Tasks and exercises
1. In the forum thread, why isn't the NJ case mooted?
2. Report each line of the listing that contains the word "cloud", treating uppercase and lowercase letters as different.
-- Start of Excerpted text --
Peterson I believe is further along, then Kachalsky and pretty much the rest have just gotten to the circuit appeals court. The NJ case(formerly Muller) isn't mooted as it was only one plaintiff who got the carry permit, the rest were still denied.
Hopefully these cases don't get stonewalled and we have a circuit split so SCOTUS will hear a case next term.

Mulay El Raisuli
04-06-2012, 4:31 AM
But you're not a NY anti gun politician or bureaucrat. If they're going to lose Bloomie at least wants them under our coat.


Which is still a good thing. :)


Not really. It's the person who denies you your right that's the 1983 "person." In NYC it would be whatever the decision maker on the permit is usually.

-Gene


That's not bad. Just as long as someone has his personal tail at risk.


The Raisuli

safewaysecurity
08-22-2012, 9:43 AM
We going to get any info on how oral argument went today?

Gray Peterson
08-22-2012, 9:54 AM
We going to get any info on how oral argument went today?

Hasn't happened yet.

safewaysecurity
08-22-2012, 9:58 AM
2 pm right?

Gray Peterson
08-22-2012, 9:59 AM
2 pm right?

Yep, the session starts in two minutes

HowardW56
08-22-2012, 10:11 AM
Yep, the session starts in two minutes

Is there an audio feed? If there is no live feed, does anyone know if a recording will be available?

safewaysecurity
08-22-2012, 10:51 AM
I heard that the 2nd circuit isn't good about putting Urals out. Could be wrong. I hear they put out a pdf transcript. I'm sure some of the people with a direct line to gura can give us the details.

randian
08-22-2012, 12:20 PM
Did the 2nd get relocated to Russia when I wasn't looking? :D

krucam
08-22-2012, 12:56 PM
Did the 2nd get relocated to Russia when I wasn't looking? :D

Not geographic...think stone age...
-- End of Excerpted text --
-- Start of Provided entries --
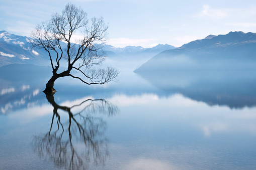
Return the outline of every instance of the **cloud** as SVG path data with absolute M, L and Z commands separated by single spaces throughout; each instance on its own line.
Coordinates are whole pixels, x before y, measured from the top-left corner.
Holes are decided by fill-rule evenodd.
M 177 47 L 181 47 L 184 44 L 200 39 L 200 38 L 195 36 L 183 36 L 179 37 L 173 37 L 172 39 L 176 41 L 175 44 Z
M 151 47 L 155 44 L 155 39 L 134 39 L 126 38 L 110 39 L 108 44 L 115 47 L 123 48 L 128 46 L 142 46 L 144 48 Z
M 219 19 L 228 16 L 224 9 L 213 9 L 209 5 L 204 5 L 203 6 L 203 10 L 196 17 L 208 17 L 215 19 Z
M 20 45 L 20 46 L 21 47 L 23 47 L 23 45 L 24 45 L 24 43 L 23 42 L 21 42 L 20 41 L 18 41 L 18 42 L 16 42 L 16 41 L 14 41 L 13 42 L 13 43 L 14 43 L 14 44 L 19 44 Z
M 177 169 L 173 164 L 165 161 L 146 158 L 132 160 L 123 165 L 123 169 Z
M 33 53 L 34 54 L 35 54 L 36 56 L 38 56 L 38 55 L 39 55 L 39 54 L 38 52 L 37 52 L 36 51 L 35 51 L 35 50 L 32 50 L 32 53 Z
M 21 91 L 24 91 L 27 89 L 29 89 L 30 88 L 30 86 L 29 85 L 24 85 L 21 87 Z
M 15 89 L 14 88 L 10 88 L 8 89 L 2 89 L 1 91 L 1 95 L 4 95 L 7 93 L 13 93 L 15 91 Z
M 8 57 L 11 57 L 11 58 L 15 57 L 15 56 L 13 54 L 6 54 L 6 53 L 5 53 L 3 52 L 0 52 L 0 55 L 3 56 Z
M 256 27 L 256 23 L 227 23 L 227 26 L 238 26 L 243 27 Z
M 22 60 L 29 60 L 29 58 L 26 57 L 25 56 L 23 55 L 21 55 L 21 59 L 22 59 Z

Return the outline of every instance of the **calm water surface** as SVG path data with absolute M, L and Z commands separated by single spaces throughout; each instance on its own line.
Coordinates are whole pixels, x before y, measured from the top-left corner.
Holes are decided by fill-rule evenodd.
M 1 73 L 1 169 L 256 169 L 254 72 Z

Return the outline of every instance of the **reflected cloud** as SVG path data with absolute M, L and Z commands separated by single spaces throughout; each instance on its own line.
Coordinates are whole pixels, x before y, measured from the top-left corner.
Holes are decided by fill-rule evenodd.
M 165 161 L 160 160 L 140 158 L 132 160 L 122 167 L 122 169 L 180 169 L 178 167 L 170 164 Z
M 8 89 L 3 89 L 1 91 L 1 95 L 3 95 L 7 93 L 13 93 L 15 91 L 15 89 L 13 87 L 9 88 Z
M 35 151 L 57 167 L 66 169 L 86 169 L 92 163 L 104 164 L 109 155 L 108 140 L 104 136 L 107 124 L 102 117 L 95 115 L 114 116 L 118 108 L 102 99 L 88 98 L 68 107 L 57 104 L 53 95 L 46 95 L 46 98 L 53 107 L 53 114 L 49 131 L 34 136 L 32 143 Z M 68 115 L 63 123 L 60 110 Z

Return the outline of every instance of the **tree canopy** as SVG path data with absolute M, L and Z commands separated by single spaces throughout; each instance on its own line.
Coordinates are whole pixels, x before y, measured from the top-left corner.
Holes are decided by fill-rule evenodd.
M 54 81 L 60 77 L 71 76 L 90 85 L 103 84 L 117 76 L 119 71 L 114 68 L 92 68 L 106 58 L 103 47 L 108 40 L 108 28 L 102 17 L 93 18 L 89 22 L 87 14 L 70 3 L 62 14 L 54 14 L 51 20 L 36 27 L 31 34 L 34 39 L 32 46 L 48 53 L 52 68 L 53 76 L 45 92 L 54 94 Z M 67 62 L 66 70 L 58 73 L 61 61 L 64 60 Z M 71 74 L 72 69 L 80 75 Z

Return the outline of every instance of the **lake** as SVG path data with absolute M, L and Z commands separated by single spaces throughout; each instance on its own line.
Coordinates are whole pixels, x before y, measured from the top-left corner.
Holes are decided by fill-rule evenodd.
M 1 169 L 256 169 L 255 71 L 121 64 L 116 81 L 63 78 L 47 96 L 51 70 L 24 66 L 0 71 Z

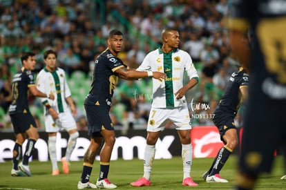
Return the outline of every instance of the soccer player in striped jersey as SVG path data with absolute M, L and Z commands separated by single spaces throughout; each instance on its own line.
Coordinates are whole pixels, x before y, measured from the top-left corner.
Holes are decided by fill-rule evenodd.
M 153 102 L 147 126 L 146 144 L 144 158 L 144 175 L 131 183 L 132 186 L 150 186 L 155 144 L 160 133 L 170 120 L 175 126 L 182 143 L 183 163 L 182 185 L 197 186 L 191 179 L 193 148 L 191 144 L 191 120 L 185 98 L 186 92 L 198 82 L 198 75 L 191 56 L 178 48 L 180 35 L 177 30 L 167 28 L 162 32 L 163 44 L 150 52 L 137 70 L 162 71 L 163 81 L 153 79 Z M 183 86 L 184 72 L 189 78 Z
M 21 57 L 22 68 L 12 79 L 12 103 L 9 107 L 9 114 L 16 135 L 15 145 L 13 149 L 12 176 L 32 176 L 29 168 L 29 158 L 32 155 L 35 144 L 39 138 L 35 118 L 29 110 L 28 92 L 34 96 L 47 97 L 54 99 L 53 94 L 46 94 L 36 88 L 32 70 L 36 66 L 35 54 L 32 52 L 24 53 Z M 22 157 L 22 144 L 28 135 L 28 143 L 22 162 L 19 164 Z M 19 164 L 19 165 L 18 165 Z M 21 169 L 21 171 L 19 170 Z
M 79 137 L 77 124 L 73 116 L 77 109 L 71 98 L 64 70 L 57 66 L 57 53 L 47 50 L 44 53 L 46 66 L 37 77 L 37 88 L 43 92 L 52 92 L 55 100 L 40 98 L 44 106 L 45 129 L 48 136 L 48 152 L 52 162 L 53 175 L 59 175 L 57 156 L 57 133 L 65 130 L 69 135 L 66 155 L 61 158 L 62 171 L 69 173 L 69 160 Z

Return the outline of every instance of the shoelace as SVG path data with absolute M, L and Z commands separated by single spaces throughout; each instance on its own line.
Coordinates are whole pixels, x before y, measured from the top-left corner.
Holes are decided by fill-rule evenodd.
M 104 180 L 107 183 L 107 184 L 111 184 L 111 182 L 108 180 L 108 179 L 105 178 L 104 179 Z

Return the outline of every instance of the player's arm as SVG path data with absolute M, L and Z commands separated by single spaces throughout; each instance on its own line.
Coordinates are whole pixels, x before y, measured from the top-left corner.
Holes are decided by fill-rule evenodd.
-- End of Provided entries --
Solutions to each task
1. Only one plaintiff got the carry permit, and the rest were still denied.

2.
Return the outline of every instance of the **cloud** as SVG path data with absolute M, L and Z commands separated by single spaces throughout; each instance on its own line.
Return the outline of every instance of the **reflected cloud** as SVG path data with absolute M, L and Z commands separated by single spaces throughout; each instance on its own line.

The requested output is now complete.